[START Supplied data]

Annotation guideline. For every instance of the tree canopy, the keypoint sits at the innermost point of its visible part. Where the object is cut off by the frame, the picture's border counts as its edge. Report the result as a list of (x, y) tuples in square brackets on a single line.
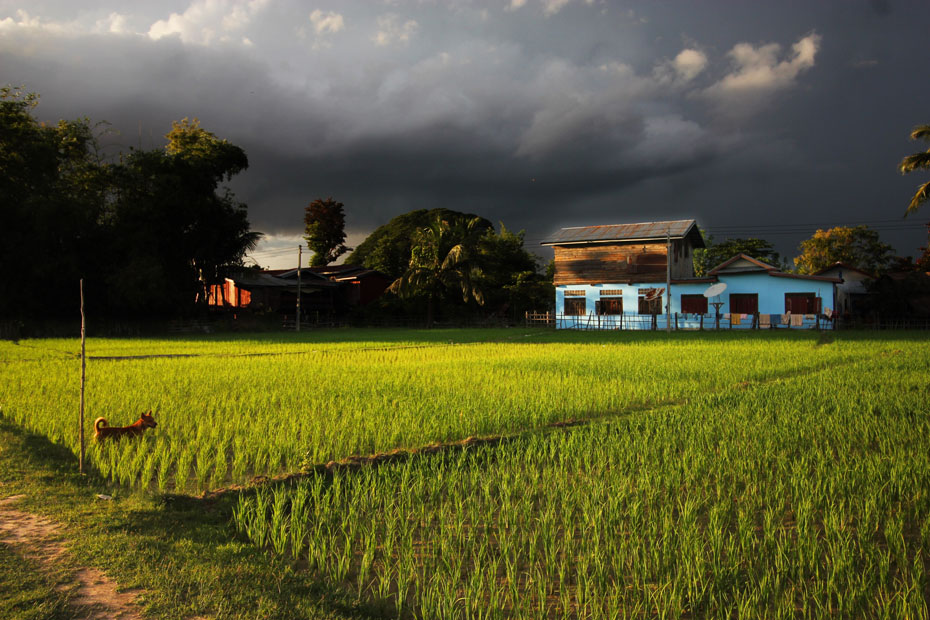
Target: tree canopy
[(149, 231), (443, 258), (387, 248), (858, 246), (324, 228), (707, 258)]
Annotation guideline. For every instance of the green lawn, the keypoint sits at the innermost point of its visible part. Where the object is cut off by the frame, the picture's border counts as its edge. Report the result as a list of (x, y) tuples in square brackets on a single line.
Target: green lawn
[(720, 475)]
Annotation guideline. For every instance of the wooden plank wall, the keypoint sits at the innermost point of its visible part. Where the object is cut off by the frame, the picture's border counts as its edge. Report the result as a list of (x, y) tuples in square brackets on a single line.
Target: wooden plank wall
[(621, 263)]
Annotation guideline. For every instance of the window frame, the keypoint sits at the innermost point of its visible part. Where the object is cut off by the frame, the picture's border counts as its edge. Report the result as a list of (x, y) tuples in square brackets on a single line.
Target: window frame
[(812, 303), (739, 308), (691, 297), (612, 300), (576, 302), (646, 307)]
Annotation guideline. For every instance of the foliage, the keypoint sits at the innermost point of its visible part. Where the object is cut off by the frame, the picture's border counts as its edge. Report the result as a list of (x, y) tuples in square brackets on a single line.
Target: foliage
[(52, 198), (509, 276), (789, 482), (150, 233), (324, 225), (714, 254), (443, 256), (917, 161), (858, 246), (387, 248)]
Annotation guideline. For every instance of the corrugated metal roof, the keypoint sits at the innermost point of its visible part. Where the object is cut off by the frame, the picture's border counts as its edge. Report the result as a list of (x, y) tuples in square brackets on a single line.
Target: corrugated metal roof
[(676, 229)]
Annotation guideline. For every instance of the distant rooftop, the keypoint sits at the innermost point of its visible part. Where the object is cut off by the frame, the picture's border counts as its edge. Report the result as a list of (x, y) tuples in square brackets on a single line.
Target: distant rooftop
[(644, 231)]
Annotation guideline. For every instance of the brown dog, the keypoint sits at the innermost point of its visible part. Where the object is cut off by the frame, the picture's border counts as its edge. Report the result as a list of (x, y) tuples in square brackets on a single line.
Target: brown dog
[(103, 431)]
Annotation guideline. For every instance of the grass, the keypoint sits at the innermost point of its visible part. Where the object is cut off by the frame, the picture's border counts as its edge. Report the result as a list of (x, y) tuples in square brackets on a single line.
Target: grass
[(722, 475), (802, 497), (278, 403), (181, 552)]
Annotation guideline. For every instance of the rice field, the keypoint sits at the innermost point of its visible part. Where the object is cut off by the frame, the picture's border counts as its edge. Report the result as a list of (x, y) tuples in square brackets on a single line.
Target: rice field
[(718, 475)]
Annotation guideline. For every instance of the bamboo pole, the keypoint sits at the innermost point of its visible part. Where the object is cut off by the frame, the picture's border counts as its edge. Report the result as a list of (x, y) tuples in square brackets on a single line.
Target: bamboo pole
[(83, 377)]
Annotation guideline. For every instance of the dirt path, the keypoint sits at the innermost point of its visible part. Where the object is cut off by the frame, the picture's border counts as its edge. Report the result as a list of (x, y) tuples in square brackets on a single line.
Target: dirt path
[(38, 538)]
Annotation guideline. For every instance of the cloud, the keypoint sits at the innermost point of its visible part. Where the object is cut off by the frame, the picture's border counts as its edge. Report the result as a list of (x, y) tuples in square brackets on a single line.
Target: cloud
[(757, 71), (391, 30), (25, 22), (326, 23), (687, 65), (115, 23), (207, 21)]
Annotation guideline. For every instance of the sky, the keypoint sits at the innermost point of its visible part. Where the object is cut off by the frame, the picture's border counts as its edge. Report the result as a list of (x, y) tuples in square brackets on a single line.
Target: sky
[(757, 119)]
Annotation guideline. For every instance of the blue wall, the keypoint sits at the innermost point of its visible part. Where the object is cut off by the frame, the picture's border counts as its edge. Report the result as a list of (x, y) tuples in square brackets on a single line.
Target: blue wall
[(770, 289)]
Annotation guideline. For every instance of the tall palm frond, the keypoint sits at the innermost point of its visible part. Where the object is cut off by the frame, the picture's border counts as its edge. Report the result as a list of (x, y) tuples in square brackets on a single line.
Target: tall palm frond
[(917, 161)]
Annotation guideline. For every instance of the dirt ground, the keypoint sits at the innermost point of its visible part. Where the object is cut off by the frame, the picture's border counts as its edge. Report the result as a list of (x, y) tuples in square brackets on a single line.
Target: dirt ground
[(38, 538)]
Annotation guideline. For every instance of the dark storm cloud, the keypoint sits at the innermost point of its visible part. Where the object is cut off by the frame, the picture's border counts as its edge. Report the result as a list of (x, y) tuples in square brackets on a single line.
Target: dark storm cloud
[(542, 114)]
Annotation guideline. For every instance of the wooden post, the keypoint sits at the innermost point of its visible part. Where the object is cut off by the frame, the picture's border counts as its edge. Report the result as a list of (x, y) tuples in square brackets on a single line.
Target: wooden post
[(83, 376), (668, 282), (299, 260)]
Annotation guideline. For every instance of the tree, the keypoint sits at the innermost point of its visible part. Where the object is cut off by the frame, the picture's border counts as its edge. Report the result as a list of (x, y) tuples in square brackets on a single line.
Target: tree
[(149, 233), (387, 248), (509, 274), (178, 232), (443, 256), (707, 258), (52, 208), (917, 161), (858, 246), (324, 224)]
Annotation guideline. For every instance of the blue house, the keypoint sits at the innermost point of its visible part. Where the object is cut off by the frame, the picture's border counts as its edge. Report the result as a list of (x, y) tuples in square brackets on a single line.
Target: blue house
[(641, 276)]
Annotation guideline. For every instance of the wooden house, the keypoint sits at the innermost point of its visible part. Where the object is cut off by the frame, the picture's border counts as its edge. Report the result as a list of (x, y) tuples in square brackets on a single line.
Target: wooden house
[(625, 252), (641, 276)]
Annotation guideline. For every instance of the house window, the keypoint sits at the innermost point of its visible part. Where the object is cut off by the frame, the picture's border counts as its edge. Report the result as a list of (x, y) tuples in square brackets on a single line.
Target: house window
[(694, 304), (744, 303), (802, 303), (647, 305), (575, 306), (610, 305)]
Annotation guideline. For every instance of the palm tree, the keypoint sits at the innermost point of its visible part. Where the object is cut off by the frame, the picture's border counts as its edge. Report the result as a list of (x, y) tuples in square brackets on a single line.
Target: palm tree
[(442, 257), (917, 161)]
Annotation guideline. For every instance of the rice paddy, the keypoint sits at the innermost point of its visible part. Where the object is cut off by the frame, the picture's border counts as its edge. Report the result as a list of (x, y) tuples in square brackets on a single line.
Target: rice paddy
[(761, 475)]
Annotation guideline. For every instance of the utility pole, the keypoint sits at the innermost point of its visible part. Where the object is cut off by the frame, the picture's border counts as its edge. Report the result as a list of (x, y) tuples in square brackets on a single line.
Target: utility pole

[END Supplied data]

# Goal of the exercise:
Repeat every row above word for word, leaving out the pictures.

# Completed task:
Annotation guideline. For every instance of the tree canopy, the keypoint sits at the innermost point of its visible part. Where the object is cut off by the frame, the picture's border counts as its edge. Report the result as a list of (x, y) tuples in square brackets on a single line.
Target: tree canopy
[(149, 231), (443, 258), (387, 248), (858, 246), (324, 228), (707, 258)]
Annotation guideline. For every instance of the green lawn, the keypoint sits at the innermost point of its visible part. Where the object is cut off by the frame, the picture's border counts as its edge. Report the result as a list of (x, y) tuples in square brackets on a single line.
Target: green lawn
[(720, 475)]
Annotation guideline. For every instance of the wooden plank wall, the keypoint sits at the innermost point of its visible part. Where the object is cut off by the frame, the picture's border counts as its edge. Report the result as a list of (x, y) tuples in square brackets on a single line.
Target: wooden plank wall
[(621, 263)]
Annotation guideline. For every instance of the window frame, the keypoint sits at the innermost point of its visible part. Where the object is cut off by the frame, the picture's border counts as its edge. Report the result as a list of (x, y) tuples in square brackets on a single line.
Target: window frame
[(812, 303), (739, 308), (691, 297), (612, 300), (576, 302), (646, 307)]
Annotation guideline. For every instance of the foliage, the keypoint sits at the innermost point of its visible part. Where the object is cut off by the frame, the picture's border counts as its edge. Report the result as a list of (x, y) tuples in square brackets on a single line.
Target: foliage
[(52, 198), (509, 276), (789, 482), (150, 233), (324, 225), (714, 254), (443, 256), (917, 161), (858, 246), (387, 248)]
Annotation guideline. For every instance of the corrugated metal roof, the keypoint sits at the innermost point of its visible part. Where the object is cut off by the frame, the picture's border counts as its edge. Report the result as a list of (x, y) tuples in square brackets on a single line.
Target: corrugated metal roof
[(676, 229)]
Annotation guideline. For every instance of the distant rooftop, the keypoint sits at the innermost point of its visible part. Where the object is cut off by the frame, the picture's border counts as its edge. Report the result as a list of (x, y) tuples in square brackets on a single line.
Target: distant rooftop
[(644, 231)]
Annotation guideline. For every instance of the brown dog, the keypoint sits at the innermost point of its visible part. Where the object is cut off by the frame, the picture's border counts as its edge. Report the result as a list of (x, y) tuples in square brackets on a single line.
Target: brown dog
[(103, 431)]
Annotation guideline. For every instance of the grass, the keypoint sits at the innermost point of its visible part. Where the object is cut off by the frame, the picture's border counts as its edge. Report the result as a list of (x, y) tuples in square brackets on a single line.
Target: grass
[(722, 475), (802, 497), (278, 403), (181, 552)]
Annotation guideline. For every instance of the rice field, the keypoint sits at the innermost point of its visible part. Where the object is cut off by the frame, the picture's border counts as its edge. Report the result as a list of (x, y) tuples in square brackets on a single line.
Target: rice field
[(718, 475)]
Annotation guideline. For every instance of the bamboo pole, the keypoint sits at the innermost point of its visible part. Where the object is cut off by the frame, the picture's border counts as its edge. Report the result as a list of (x, y) tuples in square brackets on a single line.
Target: bamboo pole
[(83, 377)]
Annotation guideline. For every instance of the dirt path, the keypoint sits at the innermost point of its visible part. Where the object is cut off by the frame, the picture's border counts as its edge. Report the result as a list of (x, y) tuples in square brackets on a single line.
Target: dirt path
[(38, 538)]
Annotation guideline. For every instance of the cloud, the keypoint sits at the innermost point of its visible part. Where the object is cut off by the frame, the picture's border counts as its edge. Report the result as a list of (x, y) tuples in square brackets on a single line.
Target: cloud
[(757, 71), (391, 30), (25, 22), (326, 23), (687, 65), (115, 23), (207, 21)]
Annotation guideline. For every instance of the sky, the keypoint sits at the innermost point of its visible part. Where the object is cut off by the frame, the picture's border counts as its edge. Report the result as a list of (x, y) tuples in square brackets on a single line.
Target: sky
[(757, 119)]
Annotation guideline. For every instance of the blue wall, the keypoint sits at the innermost point of its visible part. Where the object is cut off by the frame, the picture's border counts as its edge. Report the result as a list of (x, y) tuples in square brackets on a single line.
Target: blue wall
[(770, 289)]
Annotation guideline. For every instance of the tall palm frond, the keypoint sits at the innermost point of its visible part. Where the object is cut off by the frame, the picture's border counts as its edge. Report the result as a list of (x, y) tuples in square brackets on a single line.
Target: tall palm frond
[(917, 161)]
Annotation guideline. For every instance of the dirt ground, the keypoint sits at the innermost point of its visible part. Where the object is cut off by the frame, the picture's border counts as its edge. Report the result as a list of (x, y) tuples in square brackets on a single line.
Target: dirt ground
[(38, 538)]
Annotation guideline. For every instance of the dark storm cloud, the keypoint sits at the innermost point of its visible part. Where the object is cut off by the frame, the picture's border counts as its edge. Report the result as a list of (x, y) tuples in square brackets on a single line.
Target: dark storm cloud
[(542, 114)]
Annotation guideline. For every instance of the wooden post, the keypoint sits at the innermost point of its visible part. Where the object is cut off by the frame, the picture's border counts as its edge. Report the result as a list of (x, y) tuples in square brackets on a single line.
Target: wooden post
[(83, 376), (668, 282), (299, 260)]
Annotation guideline. For every instance of the tree, the keypoint sits at the innermost point of its visible part. Where the object is cut off by the frame, the picture's border counts as its edge. Report the result as a list of (x, y) tuples in square brackets on a single line.
Target: tree
[(149, 233), (387, 248), (509, 274), (178, 232), (443, 256), (707, 258), (52, 208), (917, 161), (858, 246), (324, 224)]
Annotation guideline. For every instance of the blue house, the keypoint sits at the innermost point of its visible part. Where the object is cut off by the frame, the picture's border counts as its edge. Report the result as a list of (x, y) tuples in square brackets on a single line.
Target: blue house
[(641, 276)]
Annotation guideline. For every instance of the wooden house, the keypoint sits at the innermost point of its visible part. Where the object is cut off by the frame, the picture's border counts as its edge. Report the result as a list of (x, y) tuples in square brackets on a single line.
Target: wooden house
[(625, 252), (641, 276)]
Annotation guideline. For every instance of the house window, the keypoint sits at the innermost point of its visible part. Where the object is cut off by the frame, the picture's border counts as its edge. Report the result as a list of (x, y) tuples in square brackets on a single line.
Target: house window
[(694, 304), (744, 303), (802, 303), (647, 305), (575, 306), (610, 305)]
Annotation guideline. For every instance of the palm tree, the keypoint sits at the innermost point of its visible part. Where the object is cut off by the frame, the picture's border counts as its edge. Report the result as a list of (x, y) tuples in square brackets on a single line.
Target: palm tree
[(442, 257), (917, 161)]
Annotation guideline. For every instance of the rice paddy, the keypoint sits at the innermost point of its visible part. Where the object is cut off by the frame, the picture's border counts as its edge. Report the result as a list of (x, y) tuples in square brackets on a single line.
Target: rice paddy
[(761, 475)]
Annotation guideline. For every instance of the utility pole, the keypoint sits at the innermost point of its visible part. Where the object is cut off by the frame, the picture's border counts as its edge. Report the result as a list of (x, y) tuples in square brackets on a single line.
Target: utility pole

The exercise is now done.